- _Selected passage_:
◆ ◆ ◆ ◆ ◆

Ice-Blog:: Arctic residents in hot water

DW-bannerAt the swimming club last weekend, one of my fellow swimmers complained the water was too warm.

She said she couldn’t swim at her usual speed when the temperature in the pool rose even a little bit. It left her feeling tired and lethargic. So how much more dramatic must it be for the tiny creatures at home in cold Arctic waters, when a warm influx changes their surroundings and living conditions.?

The warming of Arctic waters with climate change is likely to produce radical changes in the marine habitats of the High North. Data from long-term observations in the Fram Strait, which researchers from the Alfred Wegener Institute (AWI) have now analysed and published in the journal “Ecological Indicators”, confirms that even a short-term influx of warm water into the Arctic Ocean would suffice to fundamentally impact the local symbiotic communities, from the water’s surface down to the deep seas. They found that this happened between 2005 and 2008.

Melting ice in Alaska.(Irene Quaile)
Melting ice in Alaska.(Irene Quaile)
The deep sea observatory

Over the past 15 years, researchers from Germany’s Alfred Wegener Institute for polar and marine science (AWI) have been keeping an eye on the sensitive marine ecosystem in the Fram Strait, the sea lane between Greenland and Svalbard .The institute operates a deep-sea observatory there, known as“HAUSGARTEN”, which translates literally as house garden. It is actually a network of 21 individual mini research stations. Every summer, scientists pay them a visit and collect water and soil samples. Some of the stations have anchored systems that operate year-round, recording the water temperature and tides, collecting water and soil samples at regular intervals, and capturing the sediments that drift down to the seafloor from the upper water layers.

“This is the only observatory of its kind in the world. There’s no other project in which readings from the surface down to the ocean floor were taken in fixed positions over such a long time – let alone in the polar regions,” says AWI biologist Thomas Soltwedel.

For the current publication, the AWI researcher and his team analysed the first 15 years of the HAUSGARTEN dataset. The Fram Strait is especially interesting for Soltwedel and his colleagues because it represents the only deep juncture in the Arctic Ocean, allowing water masses from the Atlantic to flow into the Arctic to the west of Svalbard. In turn, water and ice floes find their way back out of the Arctic Ocean on the strait’s Greenland side.

Arctic residents like it cool. (Irene Quaile)
Arctic residents like it cool. (Irene Quaile)
Too warm for comfort

Until now, the scientists say it was unclear just how polar marine organisms were responding to the warming of the ocean and shrinking sea-ice cover. Now, the long-term observations show that arctic marine habitats could change radically if subjected to a sustained rise in temperature. The AWI researchers say their most surprising finding is that the thermally induced changes at the ocean surface can rapidly spread to affect life in the deep seas.

◆ ◆ ◆ ◆ ◆

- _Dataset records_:
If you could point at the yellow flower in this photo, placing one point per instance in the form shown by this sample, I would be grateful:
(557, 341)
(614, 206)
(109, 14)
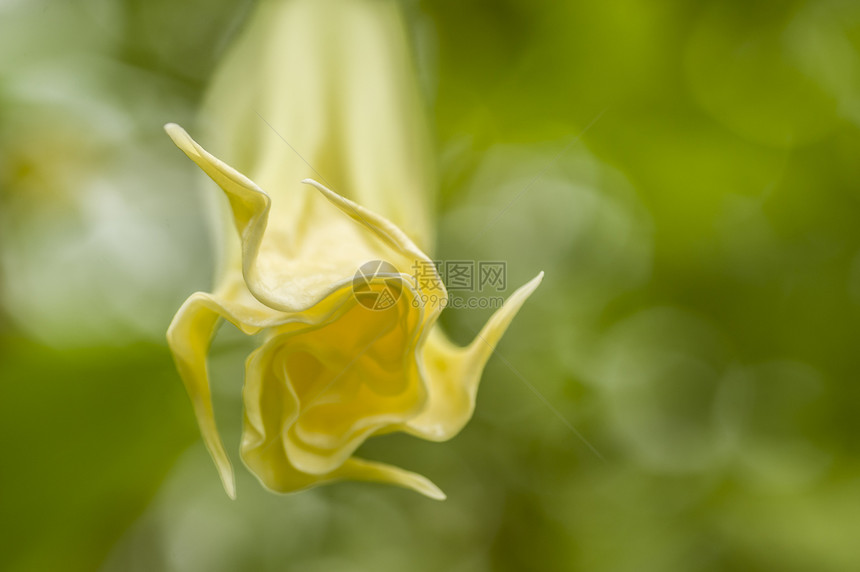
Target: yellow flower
(332, 369)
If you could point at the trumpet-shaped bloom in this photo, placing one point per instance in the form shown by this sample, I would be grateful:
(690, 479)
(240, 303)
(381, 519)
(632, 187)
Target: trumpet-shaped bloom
(332, 369)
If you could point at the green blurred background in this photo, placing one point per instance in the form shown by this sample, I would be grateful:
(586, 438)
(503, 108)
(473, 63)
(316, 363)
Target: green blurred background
(687, 173)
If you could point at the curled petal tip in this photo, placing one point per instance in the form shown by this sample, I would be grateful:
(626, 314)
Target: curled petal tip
(230, 488)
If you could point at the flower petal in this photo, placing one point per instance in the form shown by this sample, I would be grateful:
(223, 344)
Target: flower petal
(281, 275)
(406, 256)
(189, 336)
(453, 373)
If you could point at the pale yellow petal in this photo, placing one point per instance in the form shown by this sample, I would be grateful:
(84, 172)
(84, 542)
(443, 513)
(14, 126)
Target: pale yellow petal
(453, 373)
(404, 253)
(327, 89)
(286, 269)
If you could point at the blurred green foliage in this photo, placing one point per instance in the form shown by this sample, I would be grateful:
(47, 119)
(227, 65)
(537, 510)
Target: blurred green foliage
(685, 172)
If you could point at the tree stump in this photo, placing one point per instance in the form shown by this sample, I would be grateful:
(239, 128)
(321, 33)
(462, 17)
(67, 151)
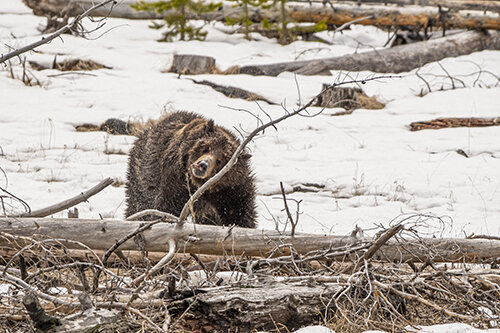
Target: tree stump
(192, 64)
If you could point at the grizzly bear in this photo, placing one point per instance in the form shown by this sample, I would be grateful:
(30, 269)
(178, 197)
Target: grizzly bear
(178, 154)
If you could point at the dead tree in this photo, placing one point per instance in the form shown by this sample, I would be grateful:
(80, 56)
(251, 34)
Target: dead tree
(398, 59)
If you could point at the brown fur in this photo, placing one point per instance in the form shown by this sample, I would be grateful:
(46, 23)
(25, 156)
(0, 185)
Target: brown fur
(178, 154)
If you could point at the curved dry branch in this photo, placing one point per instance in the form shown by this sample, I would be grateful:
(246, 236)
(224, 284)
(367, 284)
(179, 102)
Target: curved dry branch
(56, 34)
(186, 209)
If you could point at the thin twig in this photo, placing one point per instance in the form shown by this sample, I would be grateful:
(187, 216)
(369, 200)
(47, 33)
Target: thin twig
(56, 34)
(234, 158)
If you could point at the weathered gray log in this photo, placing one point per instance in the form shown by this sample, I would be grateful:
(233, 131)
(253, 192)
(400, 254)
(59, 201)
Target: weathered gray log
(204, 239)
(69, 202)
(192, 64)
(402, 58)
(382, 15)
(234, 92)
(94, 320)
(482, 5)
(259, 307)
(454, 122)
(349, 98)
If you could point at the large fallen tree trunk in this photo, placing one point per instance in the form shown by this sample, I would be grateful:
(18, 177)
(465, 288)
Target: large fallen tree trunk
(203, 239)
(260, 306)
(382, 16)
(454, 122)
(492, 5)
(402, 58)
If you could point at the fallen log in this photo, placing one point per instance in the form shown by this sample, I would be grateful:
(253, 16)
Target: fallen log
(492, 5)
(258, 307)
(454, 122)
(234, 92)
(217, 240)
(402, 58)
(380, 15)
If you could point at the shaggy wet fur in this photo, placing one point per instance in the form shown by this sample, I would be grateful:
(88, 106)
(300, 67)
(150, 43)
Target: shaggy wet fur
(160, 172)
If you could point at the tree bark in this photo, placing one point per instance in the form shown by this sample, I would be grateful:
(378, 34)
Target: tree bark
(402, 58)
(381, 15)
(454, 122)
(216, 240)
(258, 307)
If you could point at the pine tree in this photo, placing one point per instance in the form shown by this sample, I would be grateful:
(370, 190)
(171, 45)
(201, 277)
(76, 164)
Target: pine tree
(287, 34)
(177, 22)
(244, 20)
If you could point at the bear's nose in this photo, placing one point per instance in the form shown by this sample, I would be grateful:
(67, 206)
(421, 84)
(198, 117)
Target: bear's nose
(202, 166)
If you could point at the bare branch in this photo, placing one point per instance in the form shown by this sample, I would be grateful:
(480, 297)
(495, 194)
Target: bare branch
(234, 158)
(56, 34)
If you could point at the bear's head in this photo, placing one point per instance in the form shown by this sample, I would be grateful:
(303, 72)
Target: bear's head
(211, 147)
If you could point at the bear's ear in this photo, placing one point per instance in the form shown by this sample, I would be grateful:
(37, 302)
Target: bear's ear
(245, 156)
(190, 126)
(209, 126)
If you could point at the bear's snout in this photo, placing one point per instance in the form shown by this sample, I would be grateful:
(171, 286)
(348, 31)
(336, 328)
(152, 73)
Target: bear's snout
(202, 168)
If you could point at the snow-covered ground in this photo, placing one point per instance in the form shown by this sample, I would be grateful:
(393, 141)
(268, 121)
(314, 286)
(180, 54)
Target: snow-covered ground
(372, 167)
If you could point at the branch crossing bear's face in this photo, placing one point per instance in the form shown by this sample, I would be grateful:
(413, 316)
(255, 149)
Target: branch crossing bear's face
(207, 157)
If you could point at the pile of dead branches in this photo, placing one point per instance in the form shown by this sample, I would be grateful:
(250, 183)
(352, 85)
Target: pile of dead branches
(45, 283)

◆ ◆ ◆ ◆ ◆

- _Work required_: Please translate this sentence from the Arctic Ocean blog post above into Spanish: "It is actually a network of 21 individual mini research stations."

- _Result_: En realidad, es una red de 21 miniestaciones de investigación individuales.